---------- Text section
OAH Executive Board

Spring Meeting, Washington DC

At its spring 2002 meeting, the OAH Executive Board took the following actions:

  • Approved, with two minor changes, the minutes from the fall 2001 board meeting in Chicago.
  • Approved the executive director's recommendation that the executive office, on behalf of the President-Elect, make appointments to the Membership Committee.
  • Adopted the following statement on honesty and integrity:
    • Honesty and integrity should undergird the work of all historians. Historians seek truth about the past in an effort to better understand historical developments and how they relate to the present and future.
    • When students encounter historians in the precollegiate, community college, and university classroom, there is an implicit trust on the part of the student that the history teacher or professor will convey a truthful representation of the past when s/he is discussing historical themes, events, places, or individuals. The OAH categorically condemns lying as well as falsification and deliberate distortion in the teaching of history. Such mendacity is an ethical violation of the principle of truth on which the historical profession is based.
    • Similarly, plagiarism also undermines the search for truth. Stealing another writer's work and offering it as one's own is not only a violation of law that can result in legal action, but it is an attack on the credibility of the historical profession as a whole. The OAH endorses the American Historical Association Statement on Plagiarism, amended in January 2002, and its conclusion that "All historians share responsibility for maintenance of the highest standards of intellectual integrity. . . . Scholarship flourishes in an atmosphere of openness and candor, which should include the scrutiny and discussion of academic deception.
  • Fixed the Huggins-Quarles prize amount at $2,000 each year and agreed to award two $1,000 prizes to students each year.
  • Approved continuing the publications exchange with the National Council for History Education (NCHE) for another year so that OAH members receive NCHE's History Matters! and NCHE members receive the OAH Magazine of History.
  • Authorized the executive office to proceed in selecting a partner institution for the summer 2004 regional meeting.
  • Approved the annual award of one Merle Curti Prize in social, intellectual, and cultural history, unless the prize committee in a given year deems that two awards are necessary.
  • Agreed to offer a monetary prize for the 1999 Foreign Language book award.
  • Approved working with the Rockefeller Archive Center to create a conference on resources in American archives that document American international activities.
  • Approved unanimously the $1,714,850 operating budget for FY2003.
  • Adopted two resolutions presented by the Committee on Research and Access to Historical Documentation:
    • 1. Resolved that the Organization of American Historians recommends to the appropriation committee of the United States House and Senate, that the National Historical Publications and Records Commission receive $10 million, the level of its authorization for fiscal year 2003, and that the additional amount of $5 million be added to the amount of the president's recommended budget and not taken from the president's recommended budget for the National Archives and Records Administration; and,
    • 2. Resolved that the Organization of American Historians recommends to the President of the United States and to the Head of the Information and Security oversight Office that any changes to Executive Order 12958 (President Clinton's order on national security classification of government documents) be published in the Federal Register to permit public consideration and comment.
  • Approved making the following statement in response to the threat of loss of funding for the University of Minnesota Press for publishing a controversial book about children and sex:
    • OAH supports the right of the University of Minnesota Press to make its own editorial decisions, and opposes the efforts of those who would infringe on that right.
--------------------
---------- Data extract
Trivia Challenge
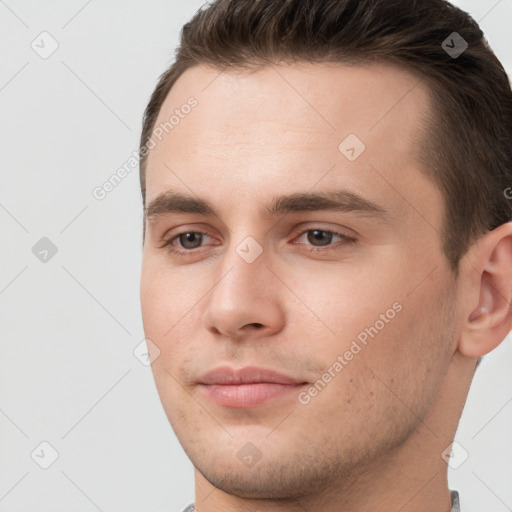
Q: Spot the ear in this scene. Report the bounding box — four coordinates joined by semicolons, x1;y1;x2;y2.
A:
457;221;512;357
--------------------
_Work instructions_
Answer these questions from the OAH Executive Board text above:
1. Where was the fall 2001 board meeting held?
2. At what amount was the Huggins-Quarles prize fixed each year?
3. What operating budget did the board approve for FY2003?

_Worked solution_
1. Chicago
2. $2,000
3. $1,714,850